Ejercicio A: Según el fragmento sobre el camarón, ¿con qué se sirven las tortas?
Ejercicio B: Devuelve, copiado sin cambios del fragmento sobre el camarón, el pasaje que se abre con las palabras "Otro platillo de" y se cierra con "cierre del Instituto.".

Texto de lectura:

La polémica, no obstante, es si a la orden se le rocía el caldo o se sirve por separado; quedan excluidos, por una prohibición culinaria hebrea que respetaban nuestros antepasados (no mezclar leche con peces ni mariscos) y por diacronía, la crema y el queso cotija rayado, lácteos que le van bien a los tacos dorados de carne con papa y de papa sola. Miguel Ángel Manzano prefiere no estropear la vista del platillo —una mezcla de colores siempre grata— y pide le pongan la tacita aparte para beberla a sorbos como si fuera un café tibio; lo cual es una manera, me parece, de anticipar la sobremesa. Antes él mismo le exprimió unas gotas de limón, que una muchacha de ojos chispeantes y caderas saltonas le trajo del huerto que está en el patio del restaurant.
(Bendito limón, ¿qué sería de nosotros sin este cítrico traído por los navegantes españoles, enterados como estaban de los estragos que causaba el escorbuto en la tripulación, aunque en nuestra región aquellos encontraron en las aguamas un manantial de vitamina C, aunque doloroso, para aliviar sus encías ennegrecidas. ¿Cuántas hectáreas de bosques y toneladas de gas hemos ahorrado con esa forma de cocer el camarón y el pescado, y cuánto tiempo? ¿Qué otro ingrediente es el perfecto amigo/ enemigo de las glándulas salivales?)
Otro platillo de lujo son las tortas. Se emplea aquí el mismo procedimiento que se usa para cocinar tortas de papa o de calabacita (batir el huevo, capearlo y freírlo con la masa del ingrediente que se ha elegido). Si son tiempos de bonanza se hacen del cuerpo del camarón. También se pueden hacer de las cabezas que guardamos al principio. El caldo se prepara, como en los dos casos citados arriba, con tomates cocidos y licuados, y se sirven con un arroz blanco a la mantequilla sin sal, que además de dar color matizará el sabor a sodio de las tortas.
Una ocurrencia fue hacer pasta con camarones. Pero la receta no alcanzó la mayoría de edad entre mis comensales, culichis demasiado sensibles de olfato que se quejaron del perfume de yodo que emanó al abrir el recipiente. Esa tarde en la oficina los ventiladores no pararon hasta el cierre del Instituto.
En Isla del Bosque, un pueblo de agricultores y pescadores cercano a Teacapán, cené camarón seco a falta de queso. Antes de servirlo, la señora Marina, mi infatigable anfitriona durante mis años de universitario, lo calentó en un comal. Ya oigo las quejas para quienes el colesterol es un azote que luchan por mantener a raya. Yo he comido pescados y mariscos a deshoras y nunca he sentido la más leve indigestión. Incluso luego de una de las frecuentes comilonas en casa de mi hermano Chori en Mazatlán he estado tentado a hacerme una prueba para conocer mis niveles de grasa en las células. No he cedido a la curiosidad, confiado en que al día siguiente caminaré por la rivera meridional del bajo Tamazula en Culiacán, río arriba y río abajo, algo que siempre disfruto, no importa que sea el verano.

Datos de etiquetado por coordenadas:
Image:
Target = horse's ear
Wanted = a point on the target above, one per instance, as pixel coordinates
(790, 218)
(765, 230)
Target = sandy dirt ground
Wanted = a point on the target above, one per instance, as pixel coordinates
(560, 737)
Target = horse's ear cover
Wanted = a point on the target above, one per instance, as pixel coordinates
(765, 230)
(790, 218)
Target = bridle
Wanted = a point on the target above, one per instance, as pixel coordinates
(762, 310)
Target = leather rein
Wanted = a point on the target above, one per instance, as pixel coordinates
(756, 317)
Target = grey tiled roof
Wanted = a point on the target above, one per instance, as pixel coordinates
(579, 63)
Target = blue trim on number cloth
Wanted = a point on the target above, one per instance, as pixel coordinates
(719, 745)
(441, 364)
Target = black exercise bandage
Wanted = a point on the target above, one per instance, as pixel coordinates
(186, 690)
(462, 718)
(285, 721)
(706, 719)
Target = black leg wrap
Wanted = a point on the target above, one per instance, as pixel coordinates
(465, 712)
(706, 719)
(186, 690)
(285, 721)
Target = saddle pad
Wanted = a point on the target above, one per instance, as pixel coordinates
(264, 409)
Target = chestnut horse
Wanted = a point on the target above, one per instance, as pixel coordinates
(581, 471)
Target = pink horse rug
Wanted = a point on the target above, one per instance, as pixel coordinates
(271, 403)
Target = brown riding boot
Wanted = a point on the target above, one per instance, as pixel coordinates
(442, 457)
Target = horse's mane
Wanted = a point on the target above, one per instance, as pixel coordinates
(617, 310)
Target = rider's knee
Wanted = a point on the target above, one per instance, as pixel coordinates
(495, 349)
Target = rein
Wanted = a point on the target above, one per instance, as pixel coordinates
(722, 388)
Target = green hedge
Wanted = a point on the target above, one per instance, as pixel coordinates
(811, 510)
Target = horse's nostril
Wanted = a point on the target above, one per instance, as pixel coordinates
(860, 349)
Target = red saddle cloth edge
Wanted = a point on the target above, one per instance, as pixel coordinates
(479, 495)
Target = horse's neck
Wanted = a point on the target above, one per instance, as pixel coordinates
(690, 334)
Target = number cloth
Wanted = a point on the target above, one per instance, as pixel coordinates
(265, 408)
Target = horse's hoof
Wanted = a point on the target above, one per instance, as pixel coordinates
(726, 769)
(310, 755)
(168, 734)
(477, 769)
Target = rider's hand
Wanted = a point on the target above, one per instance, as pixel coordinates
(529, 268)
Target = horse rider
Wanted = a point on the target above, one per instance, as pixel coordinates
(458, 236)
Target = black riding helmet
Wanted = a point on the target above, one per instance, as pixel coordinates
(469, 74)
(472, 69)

Solución A: Con un arroz blanco a la mantequilla sin sal.

Solución B:
Otro platillo de lujo son las tortas. Se emplea aquí el mismo procedimiento que se usa para cocinar tortas de papa o de calabacita (batir el huevo, capearlo y freírlo con la masa del ingrediente que se ha elegido). Si son tiempos de bonanza se hacen del cuerpo del camarón. También se pueden hacer de las cabezas que guardamos al principio. El caldo se prepara, como en los dos casos citados arriba, con tomates cocidos y licuados, y se sirven con un arroz blanco a la mantequilla sin sal, que además de dar color matizará el sabor a sodio de las tortas.
Una ocurrencia fue hacer pasta con camarones. Pero la receta no alcanzó la mayoría de edad entre mis comensales, culichis demasiado sensibles de olfato que se quejaron del perfume de yodo que emanó al abrir el recipiente. Esa tarde en la oficina los ventiladores no pararon hasta el cierre del Instituto.